* Begin Dataset records *

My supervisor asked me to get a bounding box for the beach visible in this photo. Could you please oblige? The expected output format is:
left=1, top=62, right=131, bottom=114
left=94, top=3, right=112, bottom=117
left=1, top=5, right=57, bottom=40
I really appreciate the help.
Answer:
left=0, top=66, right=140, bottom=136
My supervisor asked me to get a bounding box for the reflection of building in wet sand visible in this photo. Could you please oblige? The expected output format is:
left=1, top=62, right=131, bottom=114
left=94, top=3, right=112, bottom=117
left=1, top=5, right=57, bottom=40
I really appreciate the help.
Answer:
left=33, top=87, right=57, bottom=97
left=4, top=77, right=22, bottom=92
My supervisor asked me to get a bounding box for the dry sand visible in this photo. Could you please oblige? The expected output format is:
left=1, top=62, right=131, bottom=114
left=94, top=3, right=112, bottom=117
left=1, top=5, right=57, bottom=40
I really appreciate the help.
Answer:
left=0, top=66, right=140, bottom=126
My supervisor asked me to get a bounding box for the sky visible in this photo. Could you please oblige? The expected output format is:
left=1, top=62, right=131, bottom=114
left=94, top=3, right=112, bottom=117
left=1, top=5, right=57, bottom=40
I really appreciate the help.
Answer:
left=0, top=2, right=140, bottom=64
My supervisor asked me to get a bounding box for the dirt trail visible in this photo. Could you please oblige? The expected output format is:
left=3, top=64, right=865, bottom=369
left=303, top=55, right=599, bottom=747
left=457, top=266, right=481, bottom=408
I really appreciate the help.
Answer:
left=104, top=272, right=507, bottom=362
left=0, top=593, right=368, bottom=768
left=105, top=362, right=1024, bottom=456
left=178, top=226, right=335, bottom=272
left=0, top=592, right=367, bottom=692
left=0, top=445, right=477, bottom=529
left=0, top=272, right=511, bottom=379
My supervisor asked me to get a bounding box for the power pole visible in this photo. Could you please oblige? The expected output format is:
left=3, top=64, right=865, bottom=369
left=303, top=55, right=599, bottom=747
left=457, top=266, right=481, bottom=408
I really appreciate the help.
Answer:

* End Dataset records *

Required work - Retype all of the rows above, keeping every character unchanged.

Output of the exercise -
My supervisor asked me to get a bounding box for the beach visible in this photo. Could you please oblige? The expected output format is:
left=1, top=62, right=131, bottom=114
left=94, top=3, right=112, bottom=117
left=1, top=5, right=57, bottom=40
I really appreciate the help.
Answer:
left=0, top=66, right=140, bottom=136
My supervisor asked me to get a bounding box for the reflection of building in wet sand visible in this photo. Could you please oblige? The expected output format is:
left=1, top=62, right=131, bottom=114
left=94, top=3, right=112, bottom=117
left=1, top=5, right=57, bottom=40
I really appreciate the help.
Answer:
left=33, top=87, right=57, bottom=97
left=4, top=77, right=22, bottom=92
My supervisor asked me to get a bounding box for the dry sand visible in this photo. Could you please oblige? The expected output format is:
left=1, top=62, right=131, bottom=114
left=94, top=3, right=112, bottom=117
left=1, top=5, right=57, bottom=40
I really appreciate the help.
Answer:
left=0, top=66, right=140, bottom=126
My supervisor asked me to get a bounding box for the sky visible in this photo. Could you please oblige? The expected output format is:
left=1, top=62, right=131, bottom=114
left=94, top=3, right=112, bottom=117
left=1, top=5, right=57, bottom=40
I really appreciate the help.
Answer:
left=0, top=2, right=140, bottom=64
My supervisor asked me to get a bounding box for the dirt trail visible in this photo. Could you please oblige? The expected output format is:
left=3, top=64, right=865, bottom=369
left=303, top=55, right=599, bottom=747
left=457, top=266, right=481, bottom=408
I really appreciate the help.
Answer:
left=104, top=272, right=507, bottom=362
left=0, top=593, right=368, bottom=768
left=105, top=362, right=1024, bottom=456
left=178, top=226, right=335, bottom=272
left=0, top=592, right=367, bottom=692
left=0, top=445, right=477, bottom=529
left=0, top=272, right=511, bottom=379
My supervisor asked me to get a bounding box for the power pole visible in this photo. Could you please oblige? The expected output format is:
left=3, top=64, right=865, bottom=369
left=303, top=55, right=599, bottom=747
left=457, top=266, right=481, bottom=408
I really appreciate the help.
Answer:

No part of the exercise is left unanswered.